■ The input:
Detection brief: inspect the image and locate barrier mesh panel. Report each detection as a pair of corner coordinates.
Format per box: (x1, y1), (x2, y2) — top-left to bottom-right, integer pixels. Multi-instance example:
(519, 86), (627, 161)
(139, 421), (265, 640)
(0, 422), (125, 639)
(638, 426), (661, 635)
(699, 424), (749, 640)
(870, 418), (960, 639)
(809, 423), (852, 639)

■ Try it:
Return an exact copy of the listing above, complete in every line.

■ Your response:
Detection brief: inspect the image and locate barrier mesh panel. Report each detection as a pair of corner coordinates.
Format per box: (x1, y1), (x2, y2) — top-left to bottom-right, integer pixels. Multi-instance example:
(519, 86), (627, 161)
(139, 421), (265, 640)
(0, 422), (125, 639)
(638, 426), (661, 635)
(699, 424), (749, 640)
(870, 418), (960, 639)
(809, 423), (852, 639)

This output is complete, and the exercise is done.